> _PROBLEM REQUIREMENTS_:
The lines to find are those in the entries that hold the word "emblem"; copy every one of them.

==============================

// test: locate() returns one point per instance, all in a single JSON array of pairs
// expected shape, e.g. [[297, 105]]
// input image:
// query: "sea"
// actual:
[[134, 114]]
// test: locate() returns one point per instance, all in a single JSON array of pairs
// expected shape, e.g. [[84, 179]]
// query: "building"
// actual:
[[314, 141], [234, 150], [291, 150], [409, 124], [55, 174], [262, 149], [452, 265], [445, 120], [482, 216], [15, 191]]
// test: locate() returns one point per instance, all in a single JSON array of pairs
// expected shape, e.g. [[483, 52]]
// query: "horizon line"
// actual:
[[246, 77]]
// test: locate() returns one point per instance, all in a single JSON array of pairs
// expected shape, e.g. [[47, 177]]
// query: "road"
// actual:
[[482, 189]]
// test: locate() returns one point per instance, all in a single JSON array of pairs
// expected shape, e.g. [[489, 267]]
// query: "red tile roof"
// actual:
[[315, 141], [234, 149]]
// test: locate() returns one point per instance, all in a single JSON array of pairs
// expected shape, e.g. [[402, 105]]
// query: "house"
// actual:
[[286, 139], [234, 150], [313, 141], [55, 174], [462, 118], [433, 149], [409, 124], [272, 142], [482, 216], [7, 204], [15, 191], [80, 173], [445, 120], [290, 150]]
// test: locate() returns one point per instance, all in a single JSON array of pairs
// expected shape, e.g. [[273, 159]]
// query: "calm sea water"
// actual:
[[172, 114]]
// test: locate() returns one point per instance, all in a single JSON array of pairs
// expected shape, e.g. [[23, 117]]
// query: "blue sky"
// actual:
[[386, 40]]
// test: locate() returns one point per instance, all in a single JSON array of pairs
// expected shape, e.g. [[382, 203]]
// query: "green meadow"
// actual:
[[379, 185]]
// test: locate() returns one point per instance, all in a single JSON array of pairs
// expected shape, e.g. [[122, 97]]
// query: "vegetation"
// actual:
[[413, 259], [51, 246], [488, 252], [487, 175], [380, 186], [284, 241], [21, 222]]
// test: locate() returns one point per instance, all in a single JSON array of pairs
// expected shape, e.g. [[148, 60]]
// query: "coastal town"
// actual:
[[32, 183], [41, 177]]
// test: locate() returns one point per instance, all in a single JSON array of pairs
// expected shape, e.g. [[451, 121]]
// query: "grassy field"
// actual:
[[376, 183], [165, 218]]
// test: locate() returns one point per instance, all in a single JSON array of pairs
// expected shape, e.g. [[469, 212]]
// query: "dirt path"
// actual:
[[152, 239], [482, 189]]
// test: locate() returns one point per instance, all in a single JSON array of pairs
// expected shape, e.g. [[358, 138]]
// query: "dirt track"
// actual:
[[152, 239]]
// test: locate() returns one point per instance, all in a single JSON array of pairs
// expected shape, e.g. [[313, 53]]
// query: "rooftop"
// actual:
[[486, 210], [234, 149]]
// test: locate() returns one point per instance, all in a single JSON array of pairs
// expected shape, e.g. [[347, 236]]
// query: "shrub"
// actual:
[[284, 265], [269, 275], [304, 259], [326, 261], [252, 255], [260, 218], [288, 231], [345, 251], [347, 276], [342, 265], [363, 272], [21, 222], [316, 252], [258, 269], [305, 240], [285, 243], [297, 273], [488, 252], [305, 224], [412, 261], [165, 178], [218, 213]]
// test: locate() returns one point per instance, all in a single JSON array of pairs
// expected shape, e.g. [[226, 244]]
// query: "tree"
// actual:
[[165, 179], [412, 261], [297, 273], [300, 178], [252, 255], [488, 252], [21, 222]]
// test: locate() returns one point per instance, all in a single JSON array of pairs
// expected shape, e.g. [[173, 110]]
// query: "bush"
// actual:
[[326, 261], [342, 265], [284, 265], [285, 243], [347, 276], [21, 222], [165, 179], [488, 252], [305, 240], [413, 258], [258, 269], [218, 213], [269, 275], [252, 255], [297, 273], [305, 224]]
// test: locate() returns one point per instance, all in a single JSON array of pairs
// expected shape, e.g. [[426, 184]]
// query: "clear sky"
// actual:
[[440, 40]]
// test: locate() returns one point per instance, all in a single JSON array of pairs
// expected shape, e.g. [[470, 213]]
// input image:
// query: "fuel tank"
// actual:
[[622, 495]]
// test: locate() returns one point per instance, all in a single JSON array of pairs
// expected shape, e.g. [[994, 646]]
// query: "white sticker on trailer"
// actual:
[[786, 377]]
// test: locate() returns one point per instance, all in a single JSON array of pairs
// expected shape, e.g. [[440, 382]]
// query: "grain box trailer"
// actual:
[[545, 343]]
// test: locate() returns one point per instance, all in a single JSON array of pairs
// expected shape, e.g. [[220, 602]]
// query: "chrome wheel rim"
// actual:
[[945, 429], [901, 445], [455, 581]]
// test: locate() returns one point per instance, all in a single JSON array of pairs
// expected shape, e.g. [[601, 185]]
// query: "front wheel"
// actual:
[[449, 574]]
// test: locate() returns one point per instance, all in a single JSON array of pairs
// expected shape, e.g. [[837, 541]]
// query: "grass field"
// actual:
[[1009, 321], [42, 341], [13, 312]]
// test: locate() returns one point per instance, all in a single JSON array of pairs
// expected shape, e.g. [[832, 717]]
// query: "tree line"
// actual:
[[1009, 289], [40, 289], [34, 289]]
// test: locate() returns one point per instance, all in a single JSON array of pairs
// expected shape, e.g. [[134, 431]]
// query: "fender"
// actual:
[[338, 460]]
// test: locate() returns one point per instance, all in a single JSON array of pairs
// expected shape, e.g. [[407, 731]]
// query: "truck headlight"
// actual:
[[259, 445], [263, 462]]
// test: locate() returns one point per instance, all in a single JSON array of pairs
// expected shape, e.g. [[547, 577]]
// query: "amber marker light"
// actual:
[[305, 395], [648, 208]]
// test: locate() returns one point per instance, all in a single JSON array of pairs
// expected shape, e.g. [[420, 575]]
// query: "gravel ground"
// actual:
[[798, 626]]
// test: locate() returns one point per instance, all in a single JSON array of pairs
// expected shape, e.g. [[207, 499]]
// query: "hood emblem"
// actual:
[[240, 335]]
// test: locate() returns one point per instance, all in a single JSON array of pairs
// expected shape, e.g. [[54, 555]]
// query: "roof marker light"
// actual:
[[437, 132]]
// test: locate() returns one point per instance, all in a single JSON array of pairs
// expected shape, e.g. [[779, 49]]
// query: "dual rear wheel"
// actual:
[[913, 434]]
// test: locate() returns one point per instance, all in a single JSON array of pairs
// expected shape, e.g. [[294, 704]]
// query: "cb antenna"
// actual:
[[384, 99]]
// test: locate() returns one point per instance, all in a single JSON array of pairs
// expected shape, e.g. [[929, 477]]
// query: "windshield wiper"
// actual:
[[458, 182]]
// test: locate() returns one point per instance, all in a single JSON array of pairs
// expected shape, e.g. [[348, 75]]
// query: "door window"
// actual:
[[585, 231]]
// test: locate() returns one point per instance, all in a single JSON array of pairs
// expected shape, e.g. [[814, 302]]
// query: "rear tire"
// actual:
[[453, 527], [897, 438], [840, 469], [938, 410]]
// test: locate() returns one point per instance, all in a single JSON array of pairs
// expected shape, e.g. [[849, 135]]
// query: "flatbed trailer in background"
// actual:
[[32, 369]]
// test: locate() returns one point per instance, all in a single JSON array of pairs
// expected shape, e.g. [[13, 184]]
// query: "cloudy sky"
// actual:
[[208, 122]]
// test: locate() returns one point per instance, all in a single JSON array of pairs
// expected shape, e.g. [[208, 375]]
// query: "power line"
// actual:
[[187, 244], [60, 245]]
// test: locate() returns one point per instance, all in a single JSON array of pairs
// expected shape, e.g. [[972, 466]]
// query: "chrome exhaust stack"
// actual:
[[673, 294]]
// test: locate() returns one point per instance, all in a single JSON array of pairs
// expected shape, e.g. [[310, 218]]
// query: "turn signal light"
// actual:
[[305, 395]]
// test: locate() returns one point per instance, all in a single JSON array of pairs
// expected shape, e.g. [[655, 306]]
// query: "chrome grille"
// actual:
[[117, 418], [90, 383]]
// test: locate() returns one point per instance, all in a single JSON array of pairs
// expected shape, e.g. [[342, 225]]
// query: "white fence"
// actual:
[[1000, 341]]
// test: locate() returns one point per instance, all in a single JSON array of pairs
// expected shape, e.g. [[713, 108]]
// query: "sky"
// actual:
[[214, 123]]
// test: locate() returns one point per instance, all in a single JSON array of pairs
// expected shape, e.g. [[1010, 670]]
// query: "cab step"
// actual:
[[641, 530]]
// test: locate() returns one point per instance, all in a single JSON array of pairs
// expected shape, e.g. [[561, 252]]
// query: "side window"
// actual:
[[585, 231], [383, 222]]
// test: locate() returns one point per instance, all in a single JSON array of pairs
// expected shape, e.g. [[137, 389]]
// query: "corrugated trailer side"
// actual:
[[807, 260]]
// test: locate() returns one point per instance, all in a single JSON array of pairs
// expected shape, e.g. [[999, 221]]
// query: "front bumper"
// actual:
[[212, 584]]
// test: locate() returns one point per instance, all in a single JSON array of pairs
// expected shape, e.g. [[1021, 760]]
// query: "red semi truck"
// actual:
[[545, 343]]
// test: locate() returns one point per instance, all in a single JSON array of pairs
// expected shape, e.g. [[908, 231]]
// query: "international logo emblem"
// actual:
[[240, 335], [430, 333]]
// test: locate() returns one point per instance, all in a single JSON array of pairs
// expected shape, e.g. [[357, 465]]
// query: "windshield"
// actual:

==============================

> _TASK ANSWER_:
// query: "hood emblem"
// query: "international logo emblem"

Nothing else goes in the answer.